*EXERCISE DIRECTIONS:* Quote every line below exactly as it reads.

*THE DATA:*
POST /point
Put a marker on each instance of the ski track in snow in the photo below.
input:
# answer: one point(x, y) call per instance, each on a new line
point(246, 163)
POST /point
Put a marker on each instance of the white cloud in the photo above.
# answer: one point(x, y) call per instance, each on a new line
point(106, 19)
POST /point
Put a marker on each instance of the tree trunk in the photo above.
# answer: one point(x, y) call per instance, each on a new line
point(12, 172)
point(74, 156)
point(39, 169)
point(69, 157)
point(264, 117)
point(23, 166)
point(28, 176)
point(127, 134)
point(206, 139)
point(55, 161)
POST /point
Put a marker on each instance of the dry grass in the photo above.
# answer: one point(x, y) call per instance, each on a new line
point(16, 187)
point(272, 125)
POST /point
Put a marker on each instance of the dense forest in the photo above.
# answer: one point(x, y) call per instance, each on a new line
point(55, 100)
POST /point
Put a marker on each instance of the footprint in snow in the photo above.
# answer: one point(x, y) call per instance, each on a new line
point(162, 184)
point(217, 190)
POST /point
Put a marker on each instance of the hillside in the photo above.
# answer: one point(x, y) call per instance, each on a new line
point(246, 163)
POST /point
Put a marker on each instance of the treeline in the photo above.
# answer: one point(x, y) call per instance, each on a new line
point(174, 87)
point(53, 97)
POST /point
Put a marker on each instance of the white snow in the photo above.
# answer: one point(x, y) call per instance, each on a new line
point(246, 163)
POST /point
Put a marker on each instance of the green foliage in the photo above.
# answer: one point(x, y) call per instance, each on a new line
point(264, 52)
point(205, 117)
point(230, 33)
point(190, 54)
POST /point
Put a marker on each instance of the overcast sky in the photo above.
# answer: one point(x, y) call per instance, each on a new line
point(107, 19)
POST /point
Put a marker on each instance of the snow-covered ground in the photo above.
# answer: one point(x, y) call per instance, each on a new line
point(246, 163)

*OUTPUT:*
POST /point
Put a marker on each instance of the ski track in snow in the photo below.
input:
# answer: one point(x, y) call per instance, each on a new line
point(246, 163)
POST /point
Put a marker on each instance of the white cloud in the photo above.
# answer: one point(x, y) call per instance, each on a new line
point(106, 19)
POST /point
Put a marker on each instance of the tree trunk in the photo above.
# answer: one point(x, y) call per instance, each on a new line
point(12, 172)
point(74, 156)
point(39, 169)
point(69, 157)
point(264, 117)
point(23, 166)
point(28, 176)
point(127, 134)
point(206, 139)
point(55, 161)
POST /point
Put a marker on each instance of the dry grass in the photo above.
# answer: one point(x, y) call per instance, each on a new line
point(16, 187)
point(272, 125)
POST /point
Put a marker on each instance of the dense forest in the photo above.
# answer: one point(x, y) call per instance, each on a new line
point(55, 100)
POST /point
Put a marker on each instance of the footprint in snow in the photo above.
# answer: one point(x, y) call per instance, each on a new line
point(162, 184)
point(217, 190)
POST /point
Put a marker on each instance of the hillside in the photo above.
# answer: one point(x, y) call per instance, each on a new line
point(246, 163)
POST /point
Put a marker on each instance of the treeline in the photo above.
# answer: one point(x, y) call per instance, each on a new line
point(174, 87)
point(53, 97)
POST /point
Put a marker on each instance of the white snow in the photo above.
# answer: one point(x, y) call per instance, each on a new line
point(246, 163)
POST /point
Put a marker on each instance of the green foliage in the photo above.
# answer: one point(x, y) call per instance, each on a new line
point(264, 52)
point(205, 117)
point(230, 33)
point(190, 54)
POST /point
Put a marker on each instance of the overcast sky in the photo above.
# answer: one point(x, y) call per instance, each on a new line
point(107, 19)
POST /point
Put a marker on each instance of the snow-covered ground in the photo above.
# answer: one point(x, y) call per instance, each on a new line
point(246, 163)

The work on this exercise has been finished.